Records for the exercise:
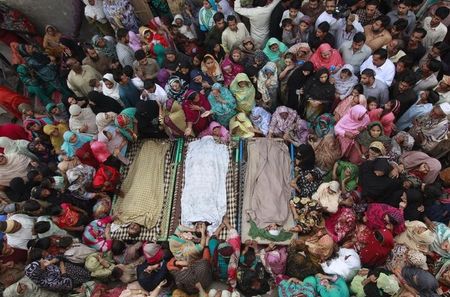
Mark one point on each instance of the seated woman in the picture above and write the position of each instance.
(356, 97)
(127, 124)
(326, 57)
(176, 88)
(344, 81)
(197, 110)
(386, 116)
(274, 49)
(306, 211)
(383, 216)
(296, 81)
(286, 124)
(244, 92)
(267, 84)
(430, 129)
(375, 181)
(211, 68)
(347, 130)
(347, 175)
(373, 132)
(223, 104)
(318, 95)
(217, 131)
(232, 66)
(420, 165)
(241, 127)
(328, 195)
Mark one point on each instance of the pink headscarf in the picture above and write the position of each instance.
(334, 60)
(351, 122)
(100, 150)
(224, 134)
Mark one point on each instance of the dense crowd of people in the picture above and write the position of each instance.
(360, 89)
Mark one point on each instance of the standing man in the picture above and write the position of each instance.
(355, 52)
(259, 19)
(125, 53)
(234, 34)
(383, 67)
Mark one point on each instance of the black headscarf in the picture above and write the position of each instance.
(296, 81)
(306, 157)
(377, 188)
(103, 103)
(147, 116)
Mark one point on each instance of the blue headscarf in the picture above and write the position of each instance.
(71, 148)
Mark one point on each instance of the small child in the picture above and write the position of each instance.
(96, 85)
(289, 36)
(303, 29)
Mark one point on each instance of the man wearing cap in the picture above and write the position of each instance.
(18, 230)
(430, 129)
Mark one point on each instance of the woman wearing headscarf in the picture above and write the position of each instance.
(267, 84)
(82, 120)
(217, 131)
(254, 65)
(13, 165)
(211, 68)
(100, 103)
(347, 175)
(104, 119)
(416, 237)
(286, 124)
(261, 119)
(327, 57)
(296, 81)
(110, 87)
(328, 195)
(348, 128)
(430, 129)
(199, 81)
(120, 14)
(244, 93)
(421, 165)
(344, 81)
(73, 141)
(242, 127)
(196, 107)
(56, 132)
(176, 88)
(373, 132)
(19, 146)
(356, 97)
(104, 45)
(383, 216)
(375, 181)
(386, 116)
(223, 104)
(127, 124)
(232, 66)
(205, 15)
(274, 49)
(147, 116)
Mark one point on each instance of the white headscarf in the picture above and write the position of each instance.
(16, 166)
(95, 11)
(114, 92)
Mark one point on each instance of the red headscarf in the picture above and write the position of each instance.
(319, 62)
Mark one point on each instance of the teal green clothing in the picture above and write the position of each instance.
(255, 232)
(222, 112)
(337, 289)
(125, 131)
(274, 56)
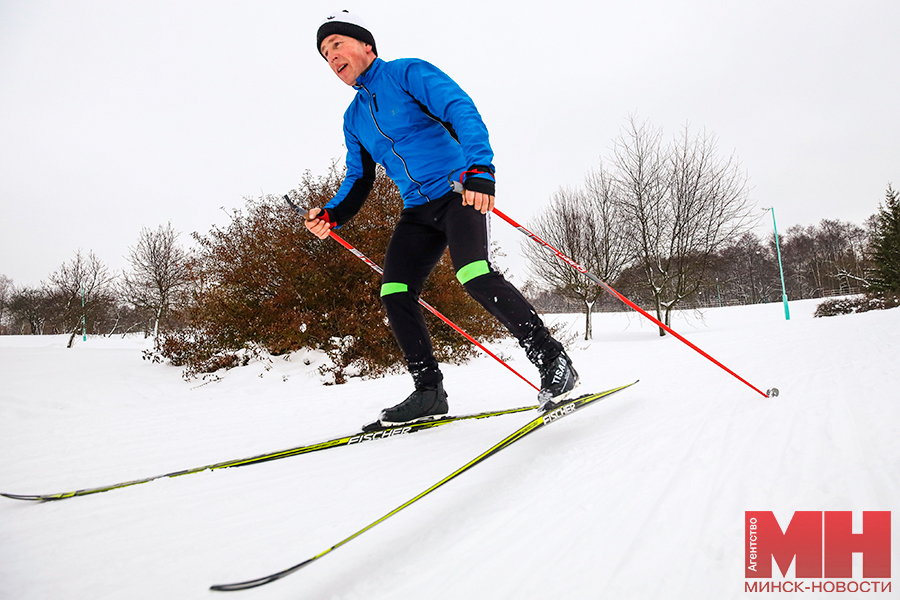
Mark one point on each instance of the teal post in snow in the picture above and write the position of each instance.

Assignment:
Copy the listing above verbatim, leaving out pictures.

Solution to this exercise:
Mark one point on each instance of the seated woman in the picture above and write the position of each instance.
(356, 97)
(127, 124)
(326, 57)
(176, 88)
(344, 81)
(197, 110)
(386, 116)
(274, 49)
(306, 211)
(383, 216)
(296, 81)
(286, 124)
(244, 92)
(267, 84)
(430, 129)
(375, 181)
(211, 68)
(347, 130)
(347, 175)
(373, 132)
(223, 104)
(318, 95)
(217, 131)
(232, 66)
(420, 165)
(241, 127)
(328, 195)
Mark one point on each instance of the pink headscarf in the picture above and write the position of each instance.
(334, 60)
(351, 122)
(100, 150)
(224, 134)
Mark one point on each instance of the dense crowd of people in the picture above and write the position of each instance.
(360, 89)
Mark one point on each instance of the standing man in the picture above and write the position of each instance.
(355, 52)
(259, 19)
(125, 53)
(234, 34)
(383, 67)
Mark one point on each instance of the black headscarf in the picture above and write the position of each instance.
(296, 81)
(306, 157)
(377, 188)
(103, 103)
(147, 116)
Mark one point on each instance of the blue headscarf in the picture above and write the position of each instance.
(71, 148)
Mark one point on each instance of the small child in the picture above and write the position of each instance.
(96, 85)
(289, 36)
(303, 29)
Mark one point on each instance of the man wearing cap in the picture above and write the position of each instance.
(18, 230)
(430, 129)
Mark one point on each instance of the woman wearing headscarf in the picture above and write the position of each instance.
(267, 84)
(82, 120)
(217, 131)
(254, 65)
(13, 165)
(211, 68)
(100, 103)
(347, 175)
(104, 119)
(416, 237)
(286, 124)
(261, 119)
(327, 57)
(296, 81)
(110, 87)
(328, 195)
(348, 128)
(430, 129)
(199, 81)
(120, 14)
(244, 93)
(421, 165)
(344, 81)
(73, 141)
(242, 127)
(196, 107)
(56, 132)
(176, 88)
(373, 132)
(19, 146)
(356, 97)
(104, 45)
(383, 216)
(375, 181)
(386, 116)
(223, 104)
(127, 124)
(232, 66)
(205, 15)
(274, 49)
(147, 116)
Mark one point on each instance of the white headscarf in the picture above and write the position of each instance.
(16, 166)
(95, 11)
(114, 92)
Mark one point on each instance of the red headscarf in the picture above and write the position of each instance.
(319, 62)
Mark one point on each instance of the teal green clothing in the picture above and write the position of each instance.
(255, 232)
(222, 112)
(337, 289)
(125, 131)
(274, 56)
Mark one point on each instance of the teal post in snow in the picture above and write the position of each instance.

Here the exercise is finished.